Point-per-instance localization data

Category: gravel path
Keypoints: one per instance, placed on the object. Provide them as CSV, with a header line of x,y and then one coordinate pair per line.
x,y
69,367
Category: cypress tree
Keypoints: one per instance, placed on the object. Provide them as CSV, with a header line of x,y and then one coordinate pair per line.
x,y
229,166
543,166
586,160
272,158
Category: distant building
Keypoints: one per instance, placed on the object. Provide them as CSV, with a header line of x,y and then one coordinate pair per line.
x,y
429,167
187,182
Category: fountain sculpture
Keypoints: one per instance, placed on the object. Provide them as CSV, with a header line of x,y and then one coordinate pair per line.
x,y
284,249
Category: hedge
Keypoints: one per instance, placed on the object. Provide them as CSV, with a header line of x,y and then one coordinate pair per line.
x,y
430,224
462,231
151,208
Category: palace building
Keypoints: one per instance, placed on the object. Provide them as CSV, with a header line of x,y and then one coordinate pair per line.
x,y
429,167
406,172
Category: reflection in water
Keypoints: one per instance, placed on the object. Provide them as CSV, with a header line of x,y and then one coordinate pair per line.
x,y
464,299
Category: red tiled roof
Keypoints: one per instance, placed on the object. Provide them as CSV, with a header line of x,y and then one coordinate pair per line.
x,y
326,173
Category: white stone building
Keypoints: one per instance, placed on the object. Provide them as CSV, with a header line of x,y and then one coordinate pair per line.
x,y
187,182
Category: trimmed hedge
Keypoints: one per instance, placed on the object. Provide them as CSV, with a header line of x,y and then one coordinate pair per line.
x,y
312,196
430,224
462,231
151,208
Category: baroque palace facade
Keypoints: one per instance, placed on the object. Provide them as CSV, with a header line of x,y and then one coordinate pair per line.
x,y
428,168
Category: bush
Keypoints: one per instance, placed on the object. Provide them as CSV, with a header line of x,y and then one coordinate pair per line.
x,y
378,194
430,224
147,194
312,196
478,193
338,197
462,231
--
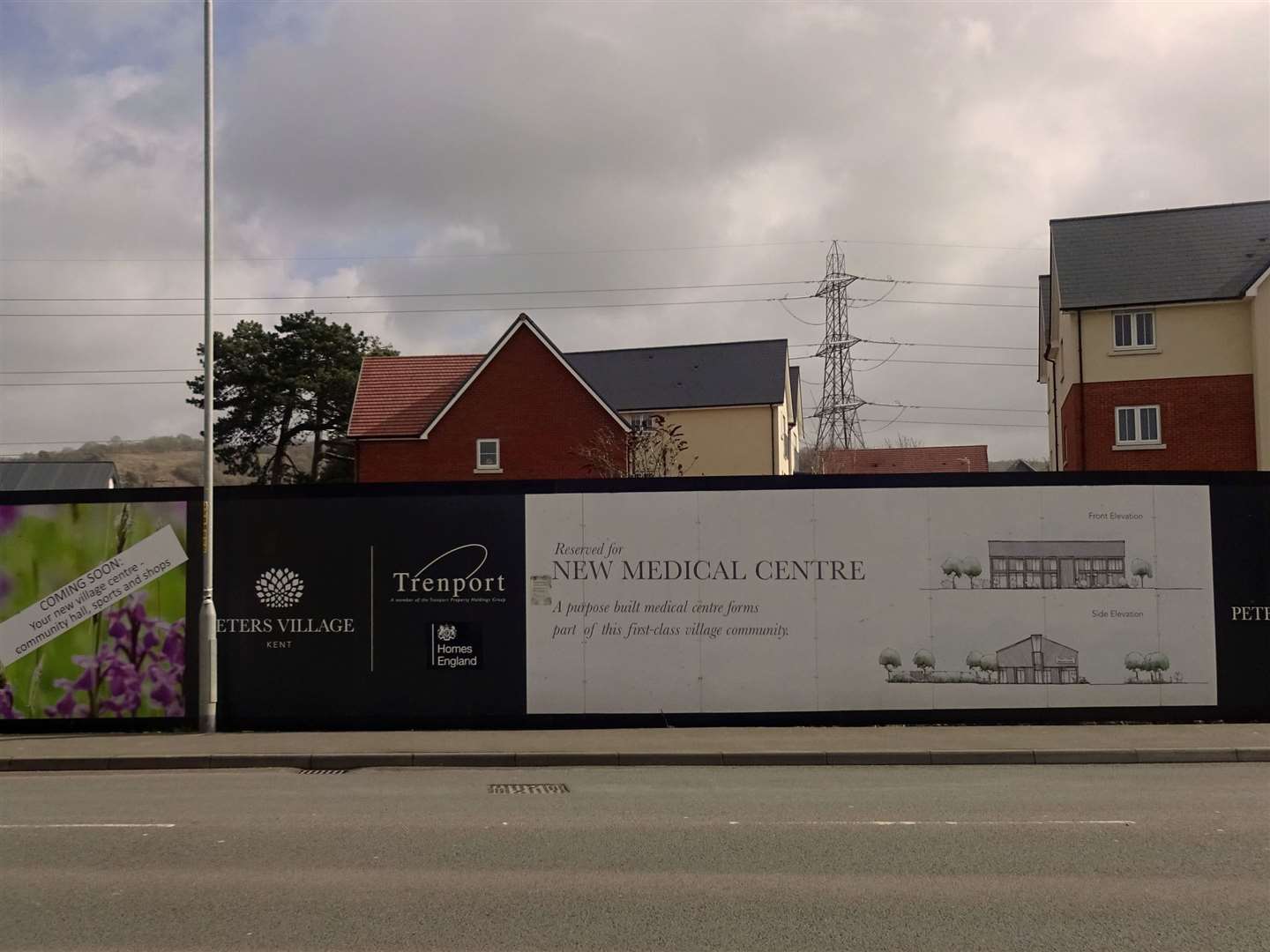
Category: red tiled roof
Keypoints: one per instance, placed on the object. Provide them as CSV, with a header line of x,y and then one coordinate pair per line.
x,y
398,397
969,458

◆ **Exercise goal**:
Select every line in the records above that contains the word "palace".

◆ **Expected output**:
Category: palace building
Category: baroque palace facade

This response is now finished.